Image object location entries
————————

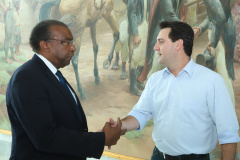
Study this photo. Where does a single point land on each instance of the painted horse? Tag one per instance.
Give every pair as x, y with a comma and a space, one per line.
79, 14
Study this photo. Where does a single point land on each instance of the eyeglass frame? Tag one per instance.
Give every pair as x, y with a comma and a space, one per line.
62, 42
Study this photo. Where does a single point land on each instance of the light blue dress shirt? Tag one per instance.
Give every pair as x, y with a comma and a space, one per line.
190, 112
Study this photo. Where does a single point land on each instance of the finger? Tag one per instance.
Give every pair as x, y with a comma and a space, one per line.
123, 131
119, 123
112, 122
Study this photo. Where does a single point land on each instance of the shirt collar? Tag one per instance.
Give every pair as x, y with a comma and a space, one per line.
52, 68
188, 68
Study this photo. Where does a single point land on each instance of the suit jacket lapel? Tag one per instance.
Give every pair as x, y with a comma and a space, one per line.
58, 85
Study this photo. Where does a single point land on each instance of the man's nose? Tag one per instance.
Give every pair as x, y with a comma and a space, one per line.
73, 48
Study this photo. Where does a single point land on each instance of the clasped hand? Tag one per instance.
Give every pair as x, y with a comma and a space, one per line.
113, 132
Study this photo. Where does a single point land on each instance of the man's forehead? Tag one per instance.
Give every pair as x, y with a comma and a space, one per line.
163, 33
61, 31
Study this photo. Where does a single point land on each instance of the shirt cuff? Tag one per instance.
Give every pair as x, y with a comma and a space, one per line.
141, 118
228, 137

————————

Challenge
Find the line containing "lapel? Tag one per instance.". Reproduce it exactly, along with every line after it through the last.

Solved problem
Study this photo. Where does a single point land on each instance of the suit jacket lapel? Tag one per instance.
Give every pair as x, y with a comma and a space, one per line.
58, 85
Study this photo. Where does a single point land on each instance of the man's nose? Tag one per instance.
Give every pair as x, y with a comma and a space, one per line.
73, 48
Study this photo. Where does a single point land on each instance of the clasped hand? Tag one per instance.
Give every pair as x, y with a comma and a space, one per line.
113, 132
Study this photo. Where does a single point land on each instance of the man's forehead? Tag one per instance.
Give every pair as x, y with a comma and a space, one per line.
163, 33
61, 31
Study this photo. Where does a single point land on each instance of the shirt cuff? Tag one per instance.
Give every pair as x, y with a comma and a space, one per line.
141, 118
228, 137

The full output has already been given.